**Goal of the exercise**
The entries below hold a line with "Put one point on every instance of the neighboring" and a line with "Put one point on every instance of the stucco". Return those lines and all that lie between them, exactly and only.
[Data in this exercise]
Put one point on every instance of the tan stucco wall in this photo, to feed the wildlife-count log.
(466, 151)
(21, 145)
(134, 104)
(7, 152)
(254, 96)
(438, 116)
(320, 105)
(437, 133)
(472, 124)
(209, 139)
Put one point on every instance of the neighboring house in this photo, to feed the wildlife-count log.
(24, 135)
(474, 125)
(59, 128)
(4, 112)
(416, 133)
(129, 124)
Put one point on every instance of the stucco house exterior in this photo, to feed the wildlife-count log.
[/Data in this exercise]
[Data in this exercise]
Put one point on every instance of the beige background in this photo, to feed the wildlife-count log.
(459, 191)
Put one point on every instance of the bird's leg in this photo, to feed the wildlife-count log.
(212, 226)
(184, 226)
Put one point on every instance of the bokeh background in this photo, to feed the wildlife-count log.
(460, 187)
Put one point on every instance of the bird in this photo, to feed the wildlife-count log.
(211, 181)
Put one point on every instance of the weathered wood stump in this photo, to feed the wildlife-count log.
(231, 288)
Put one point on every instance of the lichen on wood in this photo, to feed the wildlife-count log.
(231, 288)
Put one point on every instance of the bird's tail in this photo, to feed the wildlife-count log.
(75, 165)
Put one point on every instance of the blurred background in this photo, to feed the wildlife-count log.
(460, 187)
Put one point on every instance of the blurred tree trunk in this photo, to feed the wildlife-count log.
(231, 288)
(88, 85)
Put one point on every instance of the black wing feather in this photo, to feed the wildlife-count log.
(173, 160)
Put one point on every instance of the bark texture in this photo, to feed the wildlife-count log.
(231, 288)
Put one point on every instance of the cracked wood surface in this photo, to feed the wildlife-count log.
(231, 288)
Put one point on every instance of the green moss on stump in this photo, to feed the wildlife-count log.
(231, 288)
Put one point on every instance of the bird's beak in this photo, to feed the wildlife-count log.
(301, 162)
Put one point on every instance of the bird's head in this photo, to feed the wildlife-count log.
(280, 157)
[/Data in this exercise]
**Result**
Put one point on every instance of the neighboring house in this photo, to feed the wildlife-count log.
(24, 135)
(474, 125)
(59, 128)
(4, 112)
(416, 133)
(129, 124)
Put one point on every instance of the stucco house exterior in this photo, to feed the wildlife-count log.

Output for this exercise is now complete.